» Exercise aim:
For each line in the data that includes "holding", make a copy.

Excerpts from a dataset
* * *
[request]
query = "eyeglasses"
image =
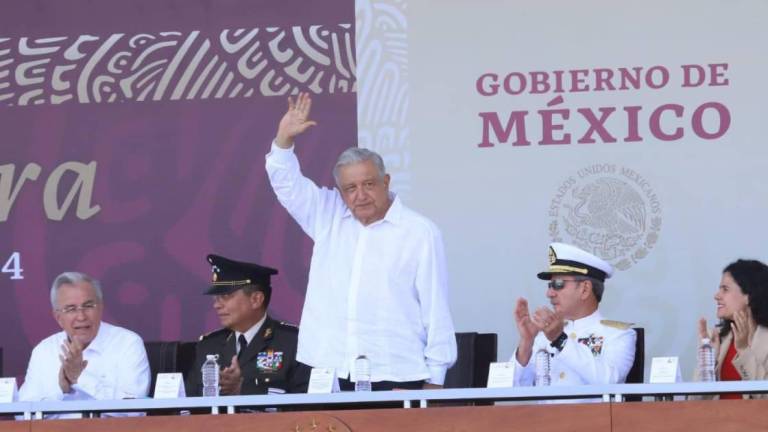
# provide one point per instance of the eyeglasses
(559, 284)
(73, 310)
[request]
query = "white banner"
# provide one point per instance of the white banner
(634, 130)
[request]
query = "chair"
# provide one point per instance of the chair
(163, 358)
(185, 359)
(475, 353)
(636, 374)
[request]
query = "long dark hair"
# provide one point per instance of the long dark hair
(752, 277)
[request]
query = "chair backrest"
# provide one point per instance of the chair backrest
(162, 358)
(475, 353)
(186, 358)
(636, 374)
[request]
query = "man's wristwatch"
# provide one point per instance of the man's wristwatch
(559, 342)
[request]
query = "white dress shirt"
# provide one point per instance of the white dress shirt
(596, 352)
(379, 290)
(117, 368)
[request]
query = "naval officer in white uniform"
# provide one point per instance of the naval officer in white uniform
(584, 348)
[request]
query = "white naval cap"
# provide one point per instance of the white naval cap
(568, 259)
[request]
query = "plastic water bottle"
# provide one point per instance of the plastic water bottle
(542, 368)
(706, 361)
(210, 371)
(363, 373)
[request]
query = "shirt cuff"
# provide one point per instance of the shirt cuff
(437, 374)
(279, 154)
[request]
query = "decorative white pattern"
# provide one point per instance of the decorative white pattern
(236, 63)
(383, 98)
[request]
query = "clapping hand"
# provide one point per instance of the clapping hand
(527, 329)
(72, 364)
(743, 328)
(550, 322)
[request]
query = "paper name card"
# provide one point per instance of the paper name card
(169, 386)
(665, 370)
(9, 392)
(323, 381)
(501, 375)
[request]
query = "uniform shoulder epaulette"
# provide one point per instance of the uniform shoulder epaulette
(213, 333)
(616, 324)
(287, 324)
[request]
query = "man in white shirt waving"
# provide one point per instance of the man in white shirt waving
(377, 283)
(89, 358)
(583, 347)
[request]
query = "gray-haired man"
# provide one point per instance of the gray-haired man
(377, 282)
(89, 358)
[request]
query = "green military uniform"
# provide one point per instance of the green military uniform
(269, 360)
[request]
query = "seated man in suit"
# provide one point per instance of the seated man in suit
(257, 354)
(583, 347)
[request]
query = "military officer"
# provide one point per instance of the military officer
(583, 347)
(257, 354)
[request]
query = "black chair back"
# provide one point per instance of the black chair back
(636, 374)
(475, 353)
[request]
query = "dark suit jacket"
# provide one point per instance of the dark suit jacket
(269, 360)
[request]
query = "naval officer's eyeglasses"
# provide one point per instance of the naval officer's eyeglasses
(559, 284)
(86, 307)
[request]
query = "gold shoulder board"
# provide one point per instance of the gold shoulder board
(616, 324)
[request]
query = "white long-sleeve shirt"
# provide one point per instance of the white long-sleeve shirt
(379, 290)
(117, 368)
(597, 352)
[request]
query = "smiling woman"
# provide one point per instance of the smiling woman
(741, 343)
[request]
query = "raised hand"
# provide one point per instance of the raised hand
(231, 378)
(550, 322)
(527, 330)
(295, 121)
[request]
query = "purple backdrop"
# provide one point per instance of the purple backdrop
(176, 102)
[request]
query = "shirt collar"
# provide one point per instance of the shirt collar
(588, 321)
(394, 214)
(251, 332)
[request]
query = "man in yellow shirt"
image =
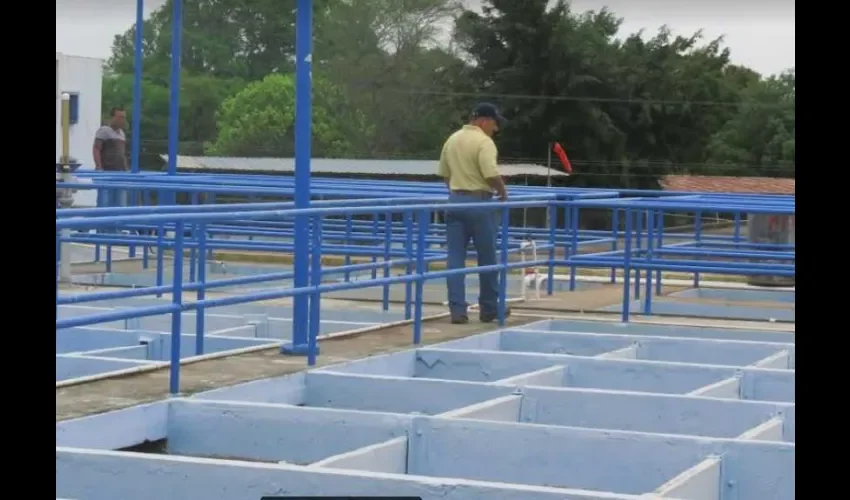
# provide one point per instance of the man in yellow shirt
(468, 165)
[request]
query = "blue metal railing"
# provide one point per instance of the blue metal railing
(409, 242)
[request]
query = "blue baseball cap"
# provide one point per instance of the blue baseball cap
(487, 110)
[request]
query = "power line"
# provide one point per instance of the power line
(555, 98)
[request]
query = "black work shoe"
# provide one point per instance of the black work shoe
(460, 320)
(491, 317)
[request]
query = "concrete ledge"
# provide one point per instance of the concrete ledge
(700, 482)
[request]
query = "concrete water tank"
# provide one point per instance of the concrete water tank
(775, 229)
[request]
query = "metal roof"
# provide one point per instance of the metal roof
(341, 166)
(726, 184)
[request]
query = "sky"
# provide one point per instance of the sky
(759, 33)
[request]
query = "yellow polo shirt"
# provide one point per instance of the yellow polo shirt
(468, 160)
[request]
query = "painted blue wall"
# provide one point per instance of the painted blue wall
(258, 431)
(659, 330)
(567, 457)
(111, 475)
(68, 367)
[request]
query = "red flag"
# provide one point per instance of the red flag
(562, 155)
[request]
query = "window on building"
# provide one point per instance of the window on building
(74, 106)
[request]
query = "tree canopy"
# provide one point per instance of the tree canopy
(392, 79)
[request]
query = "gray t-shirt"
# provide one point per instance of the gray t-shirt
(113, 153)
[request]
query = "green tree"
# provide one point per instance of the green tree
(387, 57)
(259, 120)
(760, 138)
(201, 96)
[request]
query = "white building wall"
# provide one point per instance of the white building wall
(83, 76)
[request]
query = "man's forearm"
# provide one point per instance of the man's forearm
(498, 185)
(96, 156)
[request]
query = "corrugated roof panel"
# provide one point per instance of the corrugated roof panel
(341, 166)
(727, 184)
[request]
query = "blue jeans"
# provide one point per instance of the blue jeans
(479, 225)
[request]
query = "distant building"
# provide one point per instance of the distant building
(418, 169)
(82, 78)
(727, 184)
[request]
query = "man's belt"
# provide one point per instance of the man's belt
(483, 194)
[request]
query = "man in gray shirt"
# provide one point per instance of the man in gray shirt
(110, 151)
(110, 144)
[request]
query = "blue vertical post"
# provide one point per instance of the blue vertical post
(174, 86)
(553, 228)
(303, 126)
(650, 237)
(422, 222)
(201, 235)
(627, 264)
(615, 235)
(177, 314)
(502, 306)
(573, 244)
(315, 296)
(408, 256)
(388, 232)
(137, 90)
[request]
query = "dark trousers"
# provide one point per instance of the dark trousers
(480, 226)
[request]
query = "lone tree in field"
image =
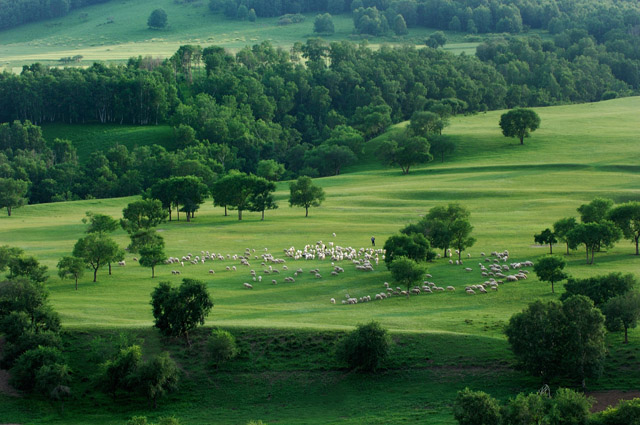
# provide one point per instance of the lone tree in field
(627, 218)
(553, 339)
(519, 123)
(407, 272)
(623, 312)
(549, 269)
(71, 267)
(546, 237)
(303, 193)
(179, 310)
(157, 19)
(12, 193)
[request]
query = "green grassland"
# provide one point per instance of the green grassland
(128, 35)
(445, 341)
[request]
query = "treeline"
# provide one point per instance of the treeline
(18, 12)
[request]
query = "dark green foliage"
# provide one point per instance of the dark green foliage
(179, 310)
(157, 19)
(366, 348)
(142, 214)
(476, 408)
(549, 269)
(404, 150)
(27, 366)
(221, 346)
(622, 312)
(406, 271)
(157, 377)
(627, 218)
(303, 193)
(323, 24)
(414, 246)
(546, 237)
(553, 340)
(120, 372)
(519, 123)
(600, 289)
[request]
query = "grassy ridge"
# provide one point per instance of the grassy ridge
(128, 35)
(444, 342)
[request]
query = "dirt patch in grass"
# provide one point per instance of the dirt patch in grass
(605, 399)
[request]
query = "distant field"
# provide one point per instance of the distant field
(128, 35)
(445, 341)
(100, 137)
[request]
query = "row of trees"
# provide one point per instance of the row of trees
(601, 225)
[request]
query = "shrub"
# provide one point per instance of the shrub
(221, 346)
(476, 408)
(365, 348)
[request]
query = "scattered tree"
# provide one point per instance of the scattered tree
(406, 271)
(71, 267)
(179, 310)
(157, 19)
(627, 218)
(546, 237)
(365, 348)
(405, 150)
(303, 193)
(519, 123)
(12, 193)
(600, 289)
(623, 312)
(549, 269)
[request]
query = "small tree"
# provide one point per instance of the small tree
(157, 19)
(179, 310)
(546, 237)
(476, 408)
(304, 193)
(549, 269)
(627, 218)
(221, 346)
(71, 267)
(151, 256)
(13, 193)
(519, 123)
(407, 272)
(157, 377)
(365, 348)
(96, 251)
(323, 24)
(622, 312)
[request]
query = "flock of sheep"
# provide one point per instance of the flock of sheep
(497, 271)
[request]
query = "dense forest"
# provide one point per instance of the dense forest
(309, 110)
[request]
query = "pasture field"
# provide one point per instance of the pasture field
(445, 341)
(128, 35)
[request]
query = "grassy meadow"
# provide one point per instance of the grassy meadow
(444, 341)
(127, 34)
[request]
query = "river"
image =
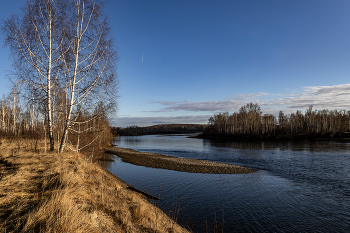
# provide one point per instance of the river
(298, 186)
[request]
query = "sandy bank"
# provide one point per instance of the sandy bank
(50, 192)
(173, 163)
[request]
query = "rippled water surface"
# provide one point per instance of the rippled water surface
(298, 187)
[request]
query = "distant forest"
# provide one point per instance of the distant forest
(249, 122)
(158, 129)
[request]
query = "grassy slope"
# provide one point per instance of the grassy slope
(47, 192)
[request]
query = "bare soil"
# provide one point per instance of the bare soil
(155, 160)
(49, 192)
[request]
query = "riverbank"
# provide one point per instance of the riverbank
(47, 192)
(155, 160)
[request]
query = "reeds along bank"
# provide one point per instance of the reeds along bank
(250, 121)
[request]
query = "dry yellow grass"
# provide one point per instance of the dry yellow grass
(47, 192)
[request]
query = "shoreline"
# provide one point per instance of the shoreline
(48, 192)
(155, 160)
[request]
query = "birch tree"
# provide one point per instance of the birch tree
(35, 40)
(89, 65)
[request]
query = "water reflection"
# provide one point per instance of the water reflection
(299, 186)
(301, 145)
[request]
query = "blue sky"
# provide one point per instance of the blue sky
(183, 61)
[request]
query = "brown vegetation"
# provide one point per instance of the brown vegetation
(250, 123)
(47, 192)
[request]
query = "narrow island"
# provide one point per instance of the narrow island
(155, 160)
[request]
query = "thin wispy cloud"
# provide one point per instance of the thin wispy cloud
(321, 97)
(147, 121)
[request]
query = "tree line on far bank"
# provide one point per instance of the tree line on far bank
(249, 122)
(158, 129)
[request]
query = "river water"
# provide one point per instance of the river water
(298, 186)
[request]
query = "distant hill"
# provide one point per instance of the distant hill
(158, 129)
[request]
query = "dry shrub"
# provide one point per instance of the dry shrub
(65, 193)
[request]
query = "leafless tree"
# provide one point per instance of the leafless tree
(35, 40)
(63, 54)
(89, 65)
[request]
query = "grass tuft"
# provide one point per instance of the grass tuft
(50, 192)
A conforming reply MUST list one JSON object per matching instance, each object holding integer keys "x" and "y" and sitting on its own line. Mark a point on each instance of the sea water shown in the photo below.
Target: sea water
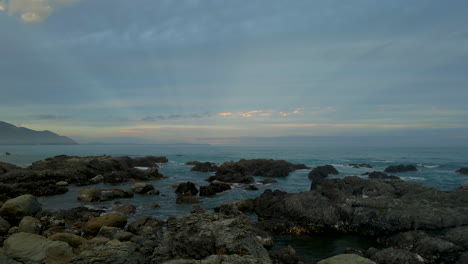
{"x": 436, "y": 168}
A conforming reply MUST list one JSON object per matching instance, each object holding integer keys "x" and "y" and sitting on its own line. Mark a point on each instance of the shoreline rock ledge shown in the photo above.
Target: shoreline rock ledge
{"x": 423, "y": 220}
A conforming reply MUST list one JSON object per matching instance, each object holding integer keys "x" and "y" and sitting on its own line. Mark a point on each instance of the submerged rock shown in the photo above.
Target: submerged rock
{"x": 203, "y": 166}
{"x": 380, "y": 175}
{"x": 112, "y": 252}
{"x": 463, "y": 171}
{"x": 186, "y": 189}
{"x": 365, "y": 206}
{"x": 25, "y": 205}
{"x": 142, "y": 188}
{"x": 202, "y": 234}
{"x": 347, "y": 259}
{"x": 400, "y": 168}
{"x": 243, "y": 170}
{"x": 321, "y": 172}
{"x": 100, "y": 195}
{"x": 361, "y": 165}
{"x": 30, "y": 225}
{"x": 35, "y": 249}
{"x": 214, "y": 188}
{"x": 110, "y": 220}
* * *
» Answer to the exercise:
A conforming reply MUST list one JSON object per matching instance, each object holding integer keys "x" and "y" and sitting on its own line. Mark a point on each instance of the sea water shown in the photo below.
A conforming reply MUST list one JSON object per matching instance, each object holding integer keys "x" and "y" and sitting on its own line. Mark a point on each instance of the shoreline rock ledge shown in the photo above.
A conforming reply MUST list one JSON object per matching instance, each object holding integer keys "x" and "y" and sitting on its own line. Mark a point on each instance of the submerged rock shown in the photo above.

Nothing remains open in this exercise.